#### SET PROBLEM:
Rescale everything from the line containing "Target: tractor" down to the end of the records, both ends included, by giving those lines again with their requests. Multiply each coordinate in the answers by 2.35 and round to whole numbers, with halves rounded up.

Records from a collection:
══════════════════════════════

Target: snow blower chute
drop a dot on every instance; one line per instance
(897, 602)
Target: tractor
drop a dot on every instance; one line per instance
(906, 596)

══════════════════════════════

#### TASK OUTPUT:
Target: tractor
drop a dot on every instance; one line per instance
(2129, 1401)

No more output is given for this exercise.